RECORDS FOR PROCESSING:
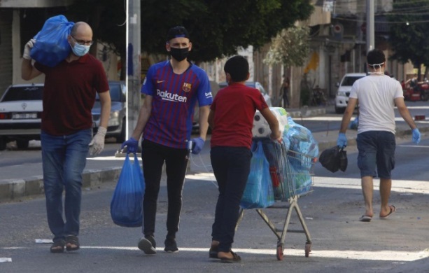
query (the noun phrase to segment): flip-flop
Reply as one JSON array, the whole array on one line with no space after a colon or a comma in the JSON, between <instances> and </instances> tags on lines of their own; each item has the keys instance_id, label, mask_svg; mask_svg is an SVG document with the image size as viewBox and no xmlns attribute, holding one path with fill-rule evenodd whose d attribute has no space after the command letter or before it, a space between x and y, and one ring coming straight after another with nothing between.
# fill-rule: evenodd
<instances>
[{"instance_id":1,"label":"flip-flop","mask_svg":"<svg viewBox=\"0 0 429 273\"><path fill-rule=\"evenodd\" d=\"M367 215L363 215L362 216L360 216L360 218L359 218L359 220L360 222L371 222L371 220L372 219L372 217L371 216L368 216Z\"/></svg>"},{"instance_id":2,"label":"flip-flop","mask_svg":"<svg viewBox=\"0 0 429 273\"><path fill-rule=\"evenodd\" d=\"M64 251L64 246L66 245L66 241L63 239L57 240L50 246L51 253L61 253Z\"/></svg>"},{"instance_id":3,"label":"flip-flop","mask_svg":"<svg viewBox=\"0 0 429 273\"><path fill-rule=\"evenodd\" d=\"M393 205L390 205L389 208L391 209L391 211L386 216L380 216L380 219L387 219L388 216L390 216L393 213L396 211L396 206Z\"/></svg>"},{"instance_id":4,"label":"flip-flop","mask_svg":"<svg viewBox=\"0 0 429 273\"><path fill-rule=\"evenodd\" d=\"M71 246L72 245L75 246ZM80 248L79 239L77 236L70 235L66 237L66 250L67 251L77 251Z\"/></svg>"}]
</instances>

* * *

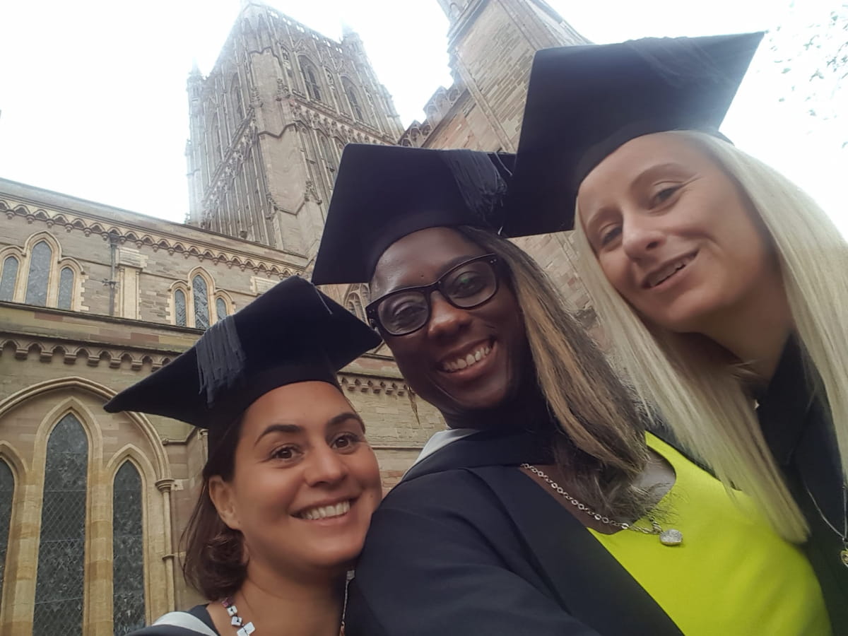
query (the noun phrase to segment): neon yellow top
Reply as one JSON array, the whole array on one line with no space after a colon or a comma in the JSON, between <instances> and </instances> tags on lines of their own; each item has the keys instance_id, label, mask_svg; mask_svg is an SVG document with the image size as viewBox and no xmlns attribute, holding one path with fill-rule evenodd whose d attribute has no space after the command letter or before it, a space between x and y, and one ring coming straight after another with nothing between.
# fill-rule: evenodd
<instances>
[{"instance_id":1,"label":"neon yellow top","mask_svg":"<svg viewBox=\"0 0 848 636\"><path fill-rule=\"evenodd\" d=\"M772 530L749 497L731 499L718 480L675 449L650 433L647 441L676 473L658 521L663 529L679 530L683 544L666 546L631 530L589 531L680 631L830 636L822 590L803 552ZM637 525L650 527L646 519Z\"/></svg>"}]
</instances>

TASK DIRECTIONS:
Identify every line in the items above that contains the word "query", and copy each of those lines in full.

EXERCISE OUTPUT:
query (the noun phrase to segment): flip-flop
query (the noun phrase to segment): neon yellow top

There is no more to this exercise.